WHAT THIS TASK INVOLVES:
Rewrite the stretch of lines below from the one containing "Locate every instance of the white" through the last line, replacing "waste bin" with "trash can" and leaving everything else the same.

RECORDS TO USE:
+++++
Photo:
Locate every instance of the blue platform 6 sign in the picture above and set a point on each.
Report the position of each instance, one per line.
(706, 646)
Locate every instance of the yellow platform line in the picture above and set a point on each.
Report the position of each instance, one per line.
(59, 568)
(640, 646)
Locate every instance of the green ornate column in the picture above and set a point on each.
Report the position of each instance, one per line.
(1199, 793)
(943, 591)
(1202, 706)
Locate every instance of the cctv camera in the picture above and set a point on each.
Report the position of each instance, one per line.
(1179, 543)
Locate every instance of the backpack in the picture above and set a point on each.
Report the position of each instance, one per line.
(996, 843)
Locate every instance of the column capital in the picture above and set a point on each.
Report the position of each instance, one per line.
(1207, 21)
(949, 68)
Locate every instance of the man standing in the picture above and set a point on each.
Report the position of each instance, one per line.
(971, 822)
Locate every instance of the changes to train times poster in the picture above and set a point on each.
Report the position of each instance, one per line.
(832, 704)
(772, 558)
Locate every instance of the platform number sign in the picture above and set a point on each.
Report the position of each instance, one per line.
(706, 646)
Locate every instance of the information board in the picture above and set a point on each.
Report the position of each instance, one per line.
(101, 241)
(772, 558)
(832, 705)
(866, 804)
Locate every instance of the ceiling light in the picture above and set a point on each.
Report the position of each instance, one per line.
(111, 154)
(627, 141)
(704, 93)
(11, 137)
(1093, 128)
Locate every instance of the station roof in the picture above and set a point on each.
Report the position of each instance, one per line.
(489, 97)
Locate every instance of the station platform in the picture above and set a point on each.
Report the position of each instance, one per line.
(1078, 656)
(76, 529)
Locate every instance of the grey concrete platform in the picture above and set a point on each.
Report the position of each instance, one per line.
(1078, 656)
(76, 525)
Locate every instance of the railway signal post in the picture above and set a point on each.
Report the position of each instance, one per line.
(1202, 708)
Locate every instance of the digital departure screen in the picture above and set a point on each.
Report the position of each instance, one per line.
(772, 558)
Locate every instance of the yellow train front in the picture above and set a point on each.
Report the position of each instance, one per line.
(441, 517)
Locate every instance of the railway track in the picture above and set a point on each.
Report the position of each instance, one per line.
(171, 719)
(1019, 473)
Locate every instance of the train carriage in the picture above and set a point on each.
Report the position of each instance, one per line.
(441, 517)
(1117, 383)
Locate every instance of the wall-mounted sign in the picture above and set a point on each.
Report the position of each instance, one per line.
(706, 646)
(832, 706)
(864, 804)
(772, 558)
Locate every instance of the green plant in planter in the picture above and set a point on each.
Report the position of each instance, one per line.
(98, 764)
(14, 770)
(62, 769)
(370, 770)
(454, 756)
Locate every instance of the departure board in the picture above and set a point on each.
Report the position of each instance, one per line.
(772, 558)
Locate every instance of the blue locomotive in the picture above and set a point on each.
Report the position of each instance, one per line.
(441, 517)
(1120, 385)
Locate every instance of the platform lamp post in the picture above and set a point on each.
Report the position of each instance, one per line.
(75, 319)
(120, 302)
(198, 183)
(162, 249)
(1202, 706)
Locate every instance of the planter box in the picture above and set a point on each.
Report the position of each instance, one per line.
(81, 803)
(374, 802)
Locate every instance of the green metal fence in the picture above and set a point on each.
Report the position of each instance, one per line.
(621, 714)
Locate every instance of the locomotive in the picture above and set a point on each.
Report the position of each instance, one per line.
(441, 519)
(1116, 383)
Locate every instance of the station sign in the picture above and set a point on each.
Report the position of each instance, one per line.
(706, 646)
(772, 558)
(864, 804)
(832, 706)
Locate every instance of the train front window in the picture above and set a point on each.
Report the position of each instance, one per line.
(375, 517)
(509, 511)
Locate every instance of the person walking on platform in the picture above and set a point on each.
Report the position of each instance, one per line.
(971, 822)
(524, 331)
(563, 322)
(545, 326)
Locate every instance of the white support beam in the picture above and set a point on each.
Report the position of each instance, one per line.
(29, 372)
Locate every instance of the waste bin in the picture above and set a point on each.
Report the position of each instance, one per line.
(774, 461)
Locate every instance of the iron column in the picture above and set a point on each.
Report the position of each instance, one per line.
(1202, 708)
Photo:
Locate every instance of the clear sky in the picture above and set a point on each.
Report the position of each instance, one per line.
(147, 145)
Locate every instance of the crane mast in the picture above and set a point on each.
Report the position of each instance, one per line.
+++++
TASK RESULT:
Locate every instance of the white support beam in the picture above and set a point on each.
Report the position of each instance, one per line.
(29, 372)
Locate every instance of the trash can in the picture above and set a point on each.
Report the position of each instance, one per line.
(774, 461)
Locate every instance of the iron column in the picture above and set a point on each.
Report the position of each instance, one per line.
(1202, 708)
Photo:
Locate every instance of the clear sky in the picture above and set a point on each.
Report the position of each instance, one per line.
(147, 145)
Locate every instance of the crane mast in the picture above and set a point on each.
Report the position of each instance, one per line.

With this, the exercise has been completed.